> What is required: Nothing is to be left out: repeat every entry exactly as given.

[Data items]
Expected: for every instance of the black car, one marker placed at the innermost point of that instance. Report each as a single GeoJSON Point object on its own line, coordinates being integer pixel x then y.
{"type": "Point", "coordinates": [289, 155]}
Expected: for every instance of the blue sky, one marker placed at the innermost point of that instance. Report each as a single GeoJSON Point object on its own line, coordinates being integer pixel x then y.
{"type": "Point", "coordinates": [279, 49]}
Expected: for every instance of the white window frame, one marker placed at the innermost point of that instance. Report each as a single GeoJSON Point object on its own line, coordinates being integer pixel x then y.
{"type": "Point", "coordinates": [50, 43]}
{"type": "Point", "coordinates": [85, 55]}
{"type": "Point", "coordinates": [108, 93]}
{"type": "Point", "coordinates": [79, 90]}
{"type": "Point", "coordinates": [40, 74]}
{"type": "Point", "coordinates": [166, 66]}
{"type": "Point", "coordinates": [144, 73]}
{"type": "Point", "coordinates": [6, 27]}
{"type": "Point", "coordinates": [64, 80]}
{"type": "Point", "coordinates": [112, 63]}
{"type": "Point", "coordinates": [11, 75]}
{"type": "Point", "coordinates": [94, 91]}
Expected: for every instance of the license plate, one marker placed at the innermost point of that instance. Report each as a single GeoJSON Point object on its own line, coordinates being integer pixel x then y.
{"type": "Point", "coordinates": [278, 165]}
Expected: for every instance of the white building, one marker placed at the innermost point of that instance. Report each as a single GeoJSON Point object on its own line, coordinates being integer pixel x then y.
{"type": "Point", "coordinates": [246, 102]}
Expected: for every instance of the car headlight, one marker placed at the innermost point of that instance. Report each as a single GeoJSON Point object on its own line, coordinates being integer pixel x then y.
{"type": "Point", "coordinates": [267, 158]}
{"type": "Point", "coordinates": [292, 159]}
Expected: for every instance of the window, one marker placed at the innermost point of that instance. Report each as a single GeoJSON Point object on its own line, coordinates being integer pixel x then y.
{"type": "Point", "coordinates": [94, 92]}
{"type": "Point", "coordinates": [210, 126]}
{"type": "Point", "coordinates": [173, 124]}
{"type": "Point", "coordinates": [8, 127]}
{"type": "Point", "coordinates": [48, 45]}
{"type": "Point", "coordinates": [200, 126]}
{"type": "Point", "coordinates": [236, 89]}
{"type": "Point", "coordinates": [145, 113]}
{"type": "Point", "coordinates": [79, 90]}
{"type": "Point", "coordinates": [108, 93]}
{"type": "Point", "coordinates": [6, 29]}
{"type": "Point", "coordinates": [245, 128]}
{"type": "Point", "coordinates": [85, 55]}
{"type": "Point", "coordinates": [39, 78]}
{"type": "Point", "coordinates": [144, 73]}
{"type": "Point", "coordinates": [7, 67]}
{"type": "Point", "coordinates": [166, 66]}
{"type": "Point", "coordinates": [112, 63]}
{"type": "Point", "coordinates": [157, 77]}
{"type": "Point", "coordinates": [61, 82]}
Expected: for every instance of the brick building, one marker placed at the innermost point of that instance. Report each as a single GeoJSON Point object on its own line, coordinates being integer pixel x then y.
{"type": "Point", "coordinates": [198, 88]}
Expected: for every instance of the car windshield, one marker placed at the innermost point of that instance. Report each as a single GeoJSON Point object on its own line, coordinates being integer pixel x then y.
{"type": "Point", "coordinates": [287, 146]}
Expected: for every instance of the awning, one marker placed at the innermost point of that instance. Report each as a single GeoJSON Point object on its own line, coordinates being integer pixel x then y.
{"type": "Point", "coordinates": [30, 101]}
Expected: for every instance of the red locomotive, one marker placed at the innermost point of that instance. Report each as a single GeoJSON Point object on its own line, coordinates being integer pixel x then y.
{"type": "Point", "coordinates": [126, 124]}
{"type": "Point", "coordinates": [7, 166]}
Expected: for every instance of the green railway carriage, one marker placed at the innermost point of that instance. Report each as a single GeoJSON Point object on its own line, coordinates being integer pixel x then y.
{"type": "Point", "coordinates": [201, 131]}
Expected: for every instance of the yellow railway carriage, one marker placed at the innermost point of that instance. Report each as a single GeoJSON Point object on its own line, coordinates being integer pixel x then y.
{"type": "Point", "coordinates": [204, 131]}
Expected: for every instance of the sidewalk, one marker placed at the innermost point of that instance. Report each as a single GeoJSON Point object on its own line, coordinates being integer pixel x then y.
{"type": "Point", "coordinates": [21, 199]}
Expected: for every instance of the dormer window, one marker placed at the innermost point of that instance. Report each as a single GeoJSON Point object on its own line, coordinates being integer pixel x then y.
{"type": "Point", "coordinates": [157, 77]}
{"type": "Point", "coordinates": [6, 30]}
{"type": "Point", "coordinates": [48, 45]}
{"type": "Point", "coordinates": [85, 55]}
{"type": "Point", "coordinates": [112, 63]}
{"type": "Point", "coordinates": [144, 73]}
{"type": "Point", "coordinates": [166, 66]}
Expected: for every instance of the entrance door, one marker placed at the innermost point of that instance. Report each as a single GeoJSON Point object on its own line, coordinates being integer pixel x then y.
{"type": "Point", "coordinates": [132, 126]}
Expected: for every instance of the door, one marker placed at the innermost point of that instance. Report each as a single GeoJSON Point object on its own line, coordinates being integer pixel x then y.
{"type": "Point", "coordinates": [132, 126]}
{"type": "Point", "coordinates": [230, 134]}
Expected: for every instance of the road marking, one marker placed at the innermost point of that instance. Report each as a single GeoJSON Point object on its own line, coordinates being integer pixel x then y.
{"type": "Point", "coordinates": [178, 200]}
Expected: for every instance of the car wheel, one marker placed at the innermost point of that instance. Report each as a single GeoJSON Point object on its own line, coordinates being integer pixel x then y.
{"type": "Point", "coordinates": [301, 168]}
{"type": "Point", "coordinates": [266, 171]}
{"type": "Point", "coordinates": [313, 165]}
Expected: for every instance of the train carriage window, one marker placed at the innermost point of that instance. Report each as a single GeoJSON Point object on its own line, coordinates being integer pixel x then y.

> Response:
Expected: for every instance of the black car, one marker placed at the innermost point of that instance. Report each as a single GeoJSON Point object on its own line, coordinates being integer pixel x then y.
{"type": "Point", "coordinates": [289, 155]}
Expected: for every instance of the blue sky, one marker placed at the innermost point of that instance. Report each as a single GeoJSON Point object on its own line, coordinates being integer pixel x then y.
{"type": "Point", "coordinates": [279, 49]}
Expected: for every instance of the white window frame, one marker placed at the innermost point of that instance. Report each as a single GeoJSON Point object on its own line, coordinates being integer pixel x then y.
{"type": "Point", "coordinates": [50, 43]}
{"type": "Point", "coordinates": [85, 55]}
{"type": "Point", "coordinates": [108, 93]}
{"type": "Point", "coordinates": [79, 90]}
{"type": "Point", "coordinates": [40, 74]}
{"type": "Point", "coordinates": [166, 66]}
{"type": "Point", "coordinates": [144, 73]}
{"type": "Point", "coordinates": [6, 27]}
{"type": "Point", "coordinates": [64, 80]}
{"type": "Point", "coordinates": [112, 63]}
{"type": "Point", "coordinates": [11, 75]}
{"type": "Point", "coordinates": [94, 91]}
Expected: for every instance of the license plate, one marker placed at the innermost point of that instance. Report each as a single GeoJSON Point object on its own line, coordinates being integer pixel x then y.
{"type": "Point", "coordinates": [278, 165]}
Expected: for every instance of the white building, one marker placed at the innermost point of that instance. Report each as a single GeoJSON Point object on its own line, coordinates being integer pixel x then y.
{"type": "Point", "coordinates": [246, 102]}
Expected: for every instance of the car headlight, one marker placed at the innermost point of that instance. Report each as a single GeoJSON Point object on its own line, coordinates being integer pixel x then y.
{"type": "Point", "coordinates": [267, 158]}
{"type": "Point", "coordinates": [292, 159]}
Expected: for every instance of the window, one marker placed at the innermost point of that instance. Report each as a single GeoJSON Point object on its own line, coordinates being integer pixel x then y.
{"type": "Point", "coordinates": [94, 92]}
{"type": "Point", "coordinates": [210, 126]}
{"type": "Point", "coordinates": [173, 124]}
{"type": "Point", "coordinates": [8, 127]}
{"type": "Point", "coordinates": [48, 45]}
{"type": "Point", "coordinates": [200, 126]}
{"type": "Point", "coordinates": [236, 89]}
{"type": "Point", "coordinates": [145, 113]}
{"type": "Point", "coordinates": [79, 90]}
{"type": "Point", "coordinates": [108, 93]}
{"type": "Point", "coordinates": [6, 29]}
{"type": "Point", "coordinates": [245, 128]}
{"type": "Point", "coordinates": [85, 55]}
{"type": "Point", "coordinates": [39, 78]}
{"type": "Point", "coordinates": [144, 73]}
{"type": "Point", "coordinates": [7, 67]}
{"type": "Point", "coordinates": [166, 66]}
{"type": "Point", "coordinates": [112, 63]}
{"type": "Point", "coordinates": [157, 77]}
{"type": "Point", "coordinates": [61, 82]}
Expected: for every instance of the brick building, one marker placed at the innermost point of that instance. Report each as a single GeoJSON Point object on its own line, coordinates being integer pixel x then y.
{"type": "Point", "coordinates": [198, 88]}
Expected: for every instance of the car windshield, one marker placed at the innermost point of that instance. Report each as a single GeoJSON Point object on its own line, coordinates being integer pixel x then y.
{"type": "Point", "coordinates": [287, 146]}
Expected: for every instance of the awning, one marker placed at the innermost point of that instance. Report each as a single GeoJSON Point object on its own line, coordinates being integer pixel x then y.
{"type": "Point", "coordinates": [30, 101]}
Expected: for every instance of the red locomotive, one marker placed at the innermost point of that instance. Report each as a single GeoJSON Point object on its own line, coordinates being integer pixel x then y.
{"type": "Point", "coordinates": [126, 124]}
{"type": "Point", "coordinates": [7, 166]}
Expected: for every instance of the green railway carriage, one marker placed at the innermost point of that instance. Report each as a single GeoJSON Point object on its own line, coordinates being integer pixel x then y.
{"type": "Point", "coordinates": [201, 131]}
Expected: for every instance of the yellow railway carriage, one marker placed at the innermost point of that instance. Report each as a single GeoJSON Point object on its own line, coordinates being integer pixel x then y.
{"type": "Point", "coordinates": [204, 131]}
Expected: for every instance of the sidewalk, one marker placed at the innermost point of that instance. Report each as a single GeoJSON Point object on its own line, coordinates being integer pixel x then y.
{"type": "Point", "coordinates": [21, 199]}
Expected: for every instance of the dormer window, one marker placed at the innermost point of that instance. Report each as a single GeoJSON Point object on its own line, coordinates being integer pixel x then y.
{"type": "Point", "coordinates": [157, 77]}
{"type": "Point", "coordinates": [6, 30]}
{"type": "Point", "coordinates": [48, 45]}
{"type": "Point", "coordinates": [85, 55]}
{"type": "Point", "coordinates": [112, 63]}
{"type": "Point", "coordinates": [144, 73]}
{"type": "Point", "coordinates": [166, 66]}
Expected: for every instance of the entrance door, one marker placed at the innermost point of that instance. Report each as a single GeoJSON Point object on its own line, coordinates being integer pixel x then y.
{"type": "Point", "coordinates": [132, 126]}
Expected: for every instance of the door, one marker placed at the innermost point of that instance. Report each as a single GeoJSON Point object on its own line, coordinates being integer pixel x then y.
{"type": "Point", "coordinates": [132, 126]}
{"type": "Point", "coordinates": [230, 134]}
Expected: for every instance of the road marking, one marker placed at the innermost point of that instance. Report each as a single GeoJSON Point object on its own line, coordinates being integer pixel x then y.
{"type": "Point", "coordinates": [178, 200]}
Expected: for every instance of the car wheel, one marker placed at the innermost point of that instance. Report each as a single GeoJSON Point object on its own line, coordinates being integer pixel x then y.
{"type": "Point", "coordinates": [301, 168]}
{"type": "Point", "coordinates": [266, 171]}
{"type": "Point", "coordinates": [313, 165]}
Expected: for every instance of the train carriage window, one marker placed at the innermost point of that instance. Report each as a single GeoJSON Point object on its own line, coordinates being integer pixel x then y.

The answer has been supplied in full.